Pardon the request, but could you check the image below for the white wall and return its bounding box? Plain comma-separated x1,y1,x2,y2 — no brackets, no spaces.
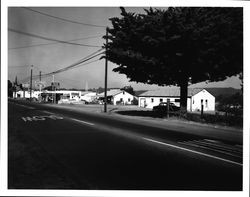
138,97,180,109
13,90,41,99
81,92,97,102
113,91,134,105
191,90,215,111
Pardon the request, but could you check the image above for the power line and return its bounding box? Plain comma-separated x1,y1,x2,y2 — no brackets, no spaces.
22,7,106,28
8,35,102,50
8,28,101,47
19,49,104,81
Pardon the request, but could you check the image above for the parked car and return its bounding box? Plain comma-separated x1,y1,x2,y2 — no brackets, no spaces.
153,102,180,112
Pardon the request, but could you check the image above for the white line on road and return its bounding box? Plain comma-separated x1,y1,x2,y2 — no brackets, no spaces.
143,137,242,166
16,104,35,109
70,118,95,126
43,110,54,114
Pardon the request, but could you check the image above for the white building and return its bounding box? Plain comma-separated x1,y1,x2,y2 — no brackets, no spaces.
98,89,135,105
81,92,97,102
138,87,215,111
13,90,41,99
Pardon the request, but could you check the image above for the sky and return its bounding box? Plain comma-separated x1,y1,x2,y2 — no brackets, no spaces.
8,7,241,90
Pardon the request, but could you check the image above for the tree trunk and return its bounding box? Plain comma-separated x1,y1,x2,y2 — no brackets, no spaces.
180,78,188,113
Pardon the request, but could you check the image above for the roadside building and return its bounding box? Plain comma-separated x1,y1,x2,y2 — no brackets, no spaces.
138,87,215,112
81,92,98,103
98,89,136,105
13,90,41,99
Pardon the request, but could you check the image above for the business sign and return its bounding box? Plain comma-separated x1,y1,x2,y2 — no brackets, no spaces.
51,82,60,90
22,83,30,88
35,81,46,88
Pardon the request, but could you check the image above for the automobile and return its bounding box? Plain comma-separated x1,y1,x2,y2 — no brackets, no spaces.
153,102,180,112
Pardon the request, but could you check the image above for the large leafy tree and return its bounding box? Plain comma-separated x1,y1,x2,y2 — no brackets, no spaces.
106,7,243,110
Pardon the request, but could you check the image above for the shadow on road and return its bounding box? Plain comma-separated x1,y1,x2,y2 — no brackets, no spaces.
116,110,164,118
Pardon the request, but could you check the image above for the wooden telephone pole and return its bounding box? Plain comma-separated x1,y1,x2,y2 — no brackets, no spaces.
104,27,108,113
30,65,33,102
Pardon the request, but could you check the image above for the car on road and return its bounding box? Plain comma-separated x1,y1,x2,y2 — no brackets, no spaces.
153,102,180,113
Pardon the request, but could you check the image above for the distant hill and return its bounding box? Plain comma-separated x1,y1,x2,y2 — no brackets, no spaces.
205,88,241,97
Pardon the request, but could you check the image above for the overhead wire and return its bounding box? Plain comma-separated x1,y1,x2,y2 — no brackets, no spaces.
8,28,101,47
19,49,104,81
8,35,102,50
22,7,106,28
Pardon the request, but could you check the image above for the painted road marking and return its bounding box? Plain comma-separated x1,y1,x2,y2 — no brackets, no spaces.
16,104,35,109
22,115,63,122
143,137,242,166
70,118,95,126
43,110,54,114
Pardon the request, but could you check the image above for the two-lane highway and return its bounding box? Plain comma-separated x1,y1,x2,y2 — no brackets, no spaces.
8,100,242,191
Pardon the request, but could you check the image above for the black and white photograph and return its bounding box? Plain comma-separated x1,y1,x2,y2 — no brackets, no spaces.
1,1,249,196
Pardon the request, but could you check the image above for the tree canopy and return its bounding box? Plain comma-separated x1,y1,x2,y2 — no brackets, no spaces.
106,7,243,109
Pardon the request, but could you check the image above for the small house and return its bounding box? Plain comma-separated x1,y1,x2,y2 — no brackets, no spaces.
138,87,215,112
98,89,135,105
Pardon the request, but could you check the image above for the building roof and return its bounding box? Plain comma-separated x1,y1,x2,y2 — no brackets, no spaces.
139,87,204,97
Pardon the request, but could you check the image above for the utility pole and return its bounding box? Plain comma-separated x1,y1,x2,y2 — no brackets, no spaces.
39,71,42,93
104,27,108,113
51,75,56,103
30,65,33,102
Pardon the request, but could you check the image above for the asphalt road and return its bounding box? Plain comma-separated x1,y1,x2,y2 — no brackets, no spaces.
8,100,242,191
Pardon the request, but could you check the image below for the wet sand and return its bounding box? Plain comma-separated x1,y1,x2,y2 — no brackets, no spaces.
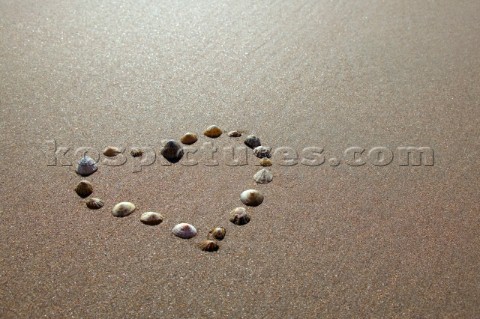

--------

**Exercise description**
Return each line of the listing above that contains the word "below".

**The reply**
Pardon the request, but could you check the image below for the white wall and return its bounding box? Plain comma-separated x1,y1,x2,y2 — no brackets, no spaces.
Pardon the request, but could you check the image below for the wet sand and return its bounding box? Plain comma-separated x1,y1,x2,y2 — no brackets, no spaces.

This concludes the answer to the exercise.